## What the task asks
Please write out the final portion of the records below exactly: the line containing "Can you find the dark eye?", every line after it, and nothing else.

--- Records provided Enclosed Below ---

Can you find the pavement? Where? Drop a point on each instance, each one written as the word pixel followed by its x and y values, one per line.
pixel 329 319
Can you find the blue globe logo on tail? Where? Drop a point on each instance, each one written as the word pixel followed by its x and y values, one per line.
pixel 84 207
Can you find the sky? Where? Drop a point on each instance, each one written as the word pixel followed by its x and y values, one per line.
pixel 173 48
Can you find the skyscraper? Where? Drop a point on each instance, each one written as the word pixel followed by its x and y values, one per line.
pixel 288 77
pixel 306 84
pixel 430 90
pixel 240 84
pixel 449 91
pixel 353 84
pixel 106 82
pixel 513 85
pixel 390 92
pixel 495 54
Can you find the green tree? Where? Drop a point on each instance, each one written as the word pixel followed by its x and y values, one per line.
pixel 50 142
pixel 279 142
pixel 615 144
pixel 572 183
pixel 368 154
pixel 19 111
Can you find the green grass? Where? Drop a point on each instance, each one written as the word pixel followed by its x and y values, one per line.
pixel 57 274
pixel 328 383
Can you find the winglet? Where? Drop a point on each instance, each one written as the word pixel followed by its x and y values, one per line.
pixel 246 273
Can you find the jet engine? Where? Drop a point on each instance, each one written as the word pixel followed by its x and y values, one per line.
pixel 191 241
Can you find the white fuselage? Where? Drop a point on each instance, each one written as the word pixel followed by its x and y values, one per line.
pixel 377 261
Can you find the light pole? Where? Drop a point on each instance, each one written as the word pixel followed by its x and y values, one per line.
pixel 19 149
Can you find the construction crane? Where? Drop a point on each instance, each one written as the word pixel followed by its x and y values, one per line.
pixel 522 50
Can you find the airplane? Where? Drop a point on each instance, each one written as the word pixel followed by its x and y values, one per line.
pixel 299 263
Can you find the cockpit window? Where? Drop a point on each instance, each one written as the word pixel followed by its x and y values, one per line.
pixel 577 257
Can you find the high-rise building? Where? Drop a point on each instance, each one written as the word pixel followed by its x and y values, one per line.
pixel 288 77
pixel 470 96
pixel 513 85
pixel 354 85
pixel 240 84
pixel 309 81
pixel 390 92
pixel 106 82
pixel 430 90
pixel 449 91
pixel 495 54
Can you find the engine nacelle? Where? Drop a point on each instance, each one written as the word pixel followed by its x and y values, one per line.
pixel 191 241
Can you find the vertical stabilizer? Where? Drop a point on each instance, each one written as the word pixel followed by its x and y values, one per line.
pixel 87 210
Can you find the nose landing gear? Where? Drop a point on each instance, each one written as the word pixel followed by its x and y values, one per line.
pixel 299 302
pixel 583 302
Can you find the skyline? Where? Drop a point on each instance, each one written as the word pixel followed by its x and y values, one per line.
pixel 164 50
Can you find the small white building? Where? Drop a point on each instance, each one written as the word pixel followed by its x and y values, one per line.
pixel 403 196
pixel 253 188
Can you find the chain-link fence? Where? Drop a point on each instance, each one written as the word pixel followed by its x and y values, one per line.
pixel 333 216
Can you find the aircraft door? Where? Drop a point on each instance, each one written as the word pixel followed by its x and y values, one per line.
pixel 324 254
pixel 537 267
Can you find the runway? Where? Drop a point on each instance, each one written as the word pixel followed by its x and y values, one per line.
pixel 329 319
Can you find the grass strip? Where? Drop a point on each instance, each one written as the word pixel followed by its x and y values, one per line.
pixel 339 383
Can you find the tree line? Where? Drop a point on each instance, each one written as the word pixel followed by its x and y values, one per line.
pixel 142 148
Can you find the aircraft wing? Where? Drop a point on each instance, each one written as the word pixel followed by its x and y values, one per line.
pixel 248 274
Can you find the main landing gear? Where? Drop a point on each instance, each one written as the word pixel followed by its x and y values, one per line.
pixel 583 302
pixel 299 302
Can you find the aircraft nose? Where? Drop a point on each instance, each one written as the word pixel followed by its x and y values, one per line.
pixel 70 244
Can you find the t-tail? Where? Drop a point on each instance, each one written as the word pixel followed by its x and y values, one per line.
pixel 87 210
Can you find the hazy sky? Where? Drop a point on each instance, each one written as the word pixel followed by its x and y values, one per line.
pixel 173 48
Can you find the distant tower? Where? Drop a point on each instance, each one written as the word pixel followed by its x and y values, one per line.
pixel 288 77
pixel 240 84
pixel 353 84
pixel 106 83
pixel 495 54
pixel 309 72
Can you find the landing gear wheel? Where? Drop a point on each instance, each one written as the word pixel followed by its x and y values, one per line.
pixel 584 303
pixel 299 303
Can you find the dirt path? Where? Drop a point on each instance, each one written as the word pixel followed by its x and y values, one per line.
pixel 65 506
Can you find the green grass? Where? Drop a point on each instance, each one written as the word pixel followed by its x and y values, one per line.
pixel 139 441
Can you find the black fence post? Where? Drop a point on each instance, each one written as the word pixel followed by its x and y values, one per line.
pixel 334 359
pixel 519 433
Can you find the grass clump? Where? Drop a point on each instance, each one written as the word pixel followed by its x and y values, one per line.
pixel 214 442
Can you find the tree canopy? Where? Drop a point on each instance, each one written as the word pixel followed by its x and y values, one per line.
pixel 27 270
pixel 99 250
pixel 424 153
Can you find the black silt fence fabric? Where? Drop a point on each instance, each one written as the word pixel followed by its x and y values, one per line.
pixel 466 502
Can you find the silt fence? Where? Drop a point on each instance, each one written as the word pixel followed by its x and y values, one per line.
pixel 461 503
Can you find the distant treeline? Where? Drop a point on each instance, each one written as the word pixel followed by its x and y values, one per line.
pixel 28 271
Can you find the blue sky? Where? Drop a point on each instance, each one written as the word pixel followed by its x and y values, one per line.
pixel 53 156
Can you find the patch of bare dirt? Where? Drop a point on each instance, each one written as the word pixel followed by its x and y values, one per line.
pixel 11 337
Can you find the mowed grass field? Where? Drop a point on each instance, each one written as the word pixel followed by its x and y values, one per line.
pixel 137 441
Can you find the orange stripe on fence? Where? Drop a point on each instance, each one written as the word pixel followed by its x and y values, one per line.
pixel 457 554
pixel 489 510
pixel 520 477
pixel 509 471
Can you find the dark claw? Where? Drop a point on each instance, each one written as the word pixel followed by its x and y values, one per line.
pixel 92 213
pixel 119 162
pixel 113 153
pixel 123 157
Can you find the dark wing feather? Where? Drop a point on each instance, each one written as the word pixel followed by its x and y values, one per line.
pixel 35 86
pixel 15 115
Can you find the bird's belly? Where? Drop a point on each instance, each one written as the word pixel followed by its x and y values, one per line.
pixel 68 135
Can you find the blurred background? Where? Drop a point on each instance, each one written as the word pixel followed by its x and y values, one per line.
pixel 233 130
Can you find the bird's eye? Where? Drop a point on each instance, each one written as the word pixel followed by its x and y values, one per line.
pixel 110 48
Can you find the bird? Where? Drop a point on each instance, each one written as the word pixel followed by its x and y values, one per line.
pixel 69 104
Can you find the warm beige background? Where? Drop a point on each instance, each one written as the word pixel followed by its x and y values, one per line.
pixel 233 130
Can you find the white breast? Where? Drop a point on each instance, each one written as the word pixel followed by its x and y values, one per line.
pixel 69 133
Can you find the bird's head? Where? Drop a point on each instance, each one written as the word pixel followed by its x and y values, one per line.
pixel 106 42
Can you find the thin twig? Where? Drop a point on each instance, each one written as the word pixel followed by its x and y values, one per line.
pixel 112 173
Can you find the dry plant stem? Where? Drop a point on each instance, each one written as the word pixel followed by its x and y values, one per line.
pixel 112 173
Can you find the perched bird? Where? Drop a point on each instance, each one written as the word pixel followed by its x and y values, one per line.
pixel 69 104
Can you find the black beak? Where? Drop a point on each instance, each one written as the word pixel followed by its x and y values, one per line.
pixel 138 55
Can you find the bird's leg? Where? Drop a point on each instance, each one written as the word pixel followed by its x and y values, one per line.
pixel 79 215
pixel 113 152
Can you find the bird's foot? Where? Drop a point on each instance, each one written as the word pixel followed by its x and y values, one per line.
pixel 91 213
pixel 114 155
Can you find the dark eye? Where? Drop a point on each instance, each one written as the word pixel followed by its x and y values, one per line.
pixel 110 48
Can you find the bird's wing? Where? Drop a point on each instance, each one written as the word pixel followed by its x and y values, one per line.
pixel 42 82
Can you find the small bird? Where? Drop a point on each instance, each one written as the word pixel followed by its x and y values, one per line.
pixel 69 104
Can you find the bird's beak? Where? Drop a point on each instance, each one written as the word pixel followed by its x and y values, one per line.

--- End of Enclosed Records provided ---

## Output for this task
Can you find the dark eye? Where? Drop a point on each instance, each one written as the word pixel followed by its x and y values, one per line.
pixel 110 48
Can you find the bird's wing? Where? Drop a point on each instance, each one written as the word pixel followed by its x and y values, one per line.
pixel 42 82
Can you find the small bird? Where? Drop a point on each instance, each one written as the word pixel followed by its x and y values, one per line.
pixel 69 104
Can you find the bird's beak? Where? Drop a point on each instance, each one written as the word pixel followed by its x and y values, one per line.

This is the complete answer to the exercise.